DIRECTIONS FOR THIS TASK: Gather and copy every line of the items below that contains the string "trace".

-*-

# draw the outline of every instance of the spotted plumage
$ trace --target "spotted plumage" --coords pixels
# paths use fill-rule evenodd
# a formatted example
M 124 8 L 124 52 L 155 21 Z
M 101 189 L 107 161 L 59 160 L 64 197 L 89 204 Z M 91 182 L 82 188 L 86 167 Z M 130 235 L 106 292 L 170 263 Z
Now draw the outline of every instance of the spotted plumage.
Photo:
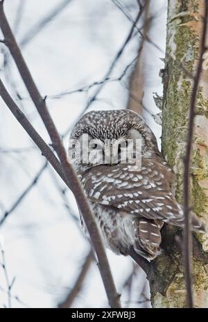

-*-

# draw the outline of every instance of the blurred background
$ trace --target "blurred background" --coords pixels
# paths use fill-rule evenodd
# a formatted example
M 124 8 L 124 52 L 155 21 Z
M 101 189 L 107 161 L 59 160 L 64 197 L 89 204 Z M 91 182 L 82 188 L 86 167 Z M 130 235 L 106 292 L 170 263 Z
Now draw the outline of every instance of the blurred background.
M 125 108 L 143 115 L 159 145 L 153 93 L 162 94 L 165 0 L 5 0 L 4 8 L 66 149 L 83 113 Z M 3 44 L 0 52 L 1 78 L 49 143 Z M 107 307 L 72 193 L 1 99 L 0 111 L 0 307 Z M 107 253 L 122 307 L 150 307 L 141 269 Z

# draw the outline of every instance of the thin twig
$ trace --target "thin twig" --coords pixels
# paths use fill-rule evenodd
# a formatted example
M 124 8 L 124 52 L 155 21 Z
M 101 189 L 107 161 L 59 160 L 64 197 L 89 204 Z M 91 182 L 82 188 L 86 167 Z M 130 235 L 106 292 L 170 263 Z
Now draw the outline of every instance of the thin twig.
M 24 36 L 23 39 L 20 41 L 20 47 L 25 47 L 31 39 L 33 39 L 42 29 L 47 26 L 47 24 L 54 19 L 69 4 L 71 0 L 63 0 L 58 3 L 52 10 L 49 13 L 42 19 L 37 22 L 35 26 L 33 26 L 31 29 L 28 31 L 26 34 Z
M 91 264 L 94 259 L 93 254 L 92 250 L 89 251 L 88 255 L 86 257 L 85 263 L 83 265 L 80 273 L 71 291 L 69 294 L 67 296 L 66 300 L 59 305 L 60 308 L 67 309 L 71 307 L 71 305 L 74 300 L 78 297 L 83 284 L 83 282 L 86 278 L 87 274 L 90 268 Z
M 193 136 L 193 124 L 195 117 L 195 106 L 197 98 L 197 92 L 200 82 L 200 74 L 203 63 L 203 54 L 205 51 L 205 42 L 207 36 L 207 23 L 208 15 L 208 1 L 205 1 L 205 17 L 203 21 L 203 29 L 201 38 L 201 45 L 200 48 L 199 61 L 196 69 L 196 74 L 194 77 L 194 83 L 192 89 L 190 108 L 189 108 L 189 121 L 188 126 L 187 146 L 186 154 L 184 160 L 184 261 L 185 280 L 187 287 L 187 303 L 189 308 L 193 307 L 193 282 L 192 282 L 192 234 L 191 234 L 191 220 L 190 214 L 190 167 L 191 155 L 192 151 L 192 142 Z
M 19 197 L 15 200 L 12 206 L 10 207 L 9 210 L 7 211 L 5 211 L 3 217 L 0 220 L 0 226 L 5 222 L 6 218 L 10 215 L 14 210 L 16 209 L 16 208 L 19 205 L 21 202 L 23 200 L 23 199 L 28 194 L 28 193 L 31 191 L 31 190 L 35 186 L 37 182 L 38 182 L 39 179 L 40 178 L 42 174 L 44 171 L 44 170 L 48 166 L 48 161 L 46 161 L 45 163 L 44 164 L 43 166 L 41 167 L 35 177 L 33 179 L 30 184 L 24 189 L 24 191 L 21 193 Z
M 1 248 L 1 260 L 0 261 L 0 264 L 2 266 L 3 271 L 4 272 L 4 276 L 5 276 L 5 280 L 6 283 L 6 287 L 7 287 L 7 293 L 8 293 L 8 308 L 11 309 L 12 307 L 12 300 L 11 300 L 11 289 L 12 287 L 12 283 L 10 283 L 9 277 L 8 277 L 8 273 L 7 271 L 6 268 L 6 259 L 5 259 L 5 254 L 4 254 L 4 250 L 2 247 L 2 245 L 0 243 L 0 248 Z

-*-

OUTPUT FOR THIS TASK:
$ trace --target "spotted plumage" --coords pixels
$ trace --target "blurred background" --coords pixels
$ trace --target "thin twig" --coords pixels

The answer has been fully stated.